## Short exercise
Retype each entry below exactly as it stands.

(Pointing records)
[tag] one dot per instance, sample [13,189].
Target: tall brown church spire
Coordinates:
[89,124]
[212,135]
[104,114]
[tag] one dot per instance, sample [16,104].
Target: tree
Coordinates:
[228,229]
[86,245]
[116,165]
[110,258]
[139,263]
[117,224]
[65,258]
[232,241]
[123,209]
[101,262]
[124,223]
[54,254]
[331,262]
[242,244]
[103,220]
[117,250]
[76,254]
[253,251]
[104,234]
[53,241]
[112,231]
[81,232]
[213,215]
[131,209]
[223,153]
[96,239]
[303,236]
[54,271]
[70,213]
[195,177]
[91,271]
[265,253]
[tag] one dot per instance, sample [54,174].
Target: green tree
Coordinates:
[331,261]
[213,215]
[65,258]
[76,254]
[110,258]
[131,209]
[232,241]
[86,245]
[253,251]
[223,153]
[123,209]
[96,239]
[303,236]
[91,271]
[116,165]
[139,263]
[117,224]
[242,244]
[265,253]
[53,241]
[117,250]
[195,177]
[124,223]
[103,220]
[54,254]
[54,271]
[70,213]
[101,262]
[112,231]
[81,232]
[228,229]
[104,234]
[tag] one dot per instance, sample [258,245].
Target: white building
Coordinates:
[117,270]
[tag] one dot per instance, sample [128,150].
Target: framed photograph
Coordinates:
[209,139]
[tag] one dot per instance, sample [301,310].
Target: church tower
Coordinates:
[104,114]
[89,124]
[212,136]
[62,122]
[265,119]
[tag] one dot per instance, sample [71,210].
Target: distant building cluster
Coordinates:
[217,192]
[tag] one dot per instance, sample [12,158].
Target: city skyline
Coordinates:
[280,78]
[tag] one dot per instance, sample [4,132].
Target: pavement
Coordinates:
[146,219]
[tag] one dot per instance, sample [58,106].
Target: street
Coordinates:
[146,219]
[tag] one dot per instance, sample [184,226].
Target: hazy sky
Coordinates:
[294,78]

## Solution to this exercise
[tag] one dot per instance, sample [13,189].
Target: tall brown church spire
Coordinates:
[89,124]
[212,135]
[104,114]
[tag] one dot per instance, sample [16,104].
Target: tree
Coordinates:
[228,229]
[86,245]
[116,165]
[110,258]
[139,263]
[117,224]
[65,258]
[232,241]
[123,209]
[101,262]
[124,223]
[54,254]
[331,262]
[242,244]
[103,220]
[117,250]
[76,254]
[253,251]
[104,234]
[53,241]
[112,231]
[81,232]
[213,215]
[131,209]
[223,153]
[96,239]
[303,236]
[54,271]
[70,213]
[195,177]
[91,271]
[265,253]
[tag] one dot per instance, sample [54,174].
Target: green tree
Coordinates:
[331,261]
[213,215]
[65,258]
[76,254]
[110,258]
[131,209]
[232,241]
[86,245]
[253,251]
[223,153]
[123,209]
[96,239]
[303,236]
[91,271]
[116,165]
[139,263]
[117,224]
[242,244]
[265,253]
[53,241]
[117,250]
[195,177]
[124,223]
[103,220]
[54,254]
[54,271]
[70,213]
[101,262]
[112,231]
[81,232]
[228,229]
[104,234]
[tag] one dot per instance, sample [258,245].
Target: white building
Coordinates:
[117,270]
[tag] one dot per instance, sample [128,150].
Target: framed photograph
Coordinates:
[209,139]
[tag] one dot per instance, sample [301,310].
Target: church tower
Coordinates:
[104,114]
[89,124]
[212,136]
[62,122]
[265,119]
[tag] one dot per instance, sample [71,210].
Target: distant building cluster
Coordinates:
[217,192]
[tag] one dot per instance, sample [12,158].
Target: city skyline
Coordinates:
[280,78]
[tag] one dot per instance, sample [4,132].
Target: pavement
Coordinates:
[146,219]
[tag] one dot per instance, sample [58,106].
Target: street
Coordinates:
[146,219]
[tag] one dot per instance, sample [184,226].
Target: hazy sky
Coordinates:
[294,78]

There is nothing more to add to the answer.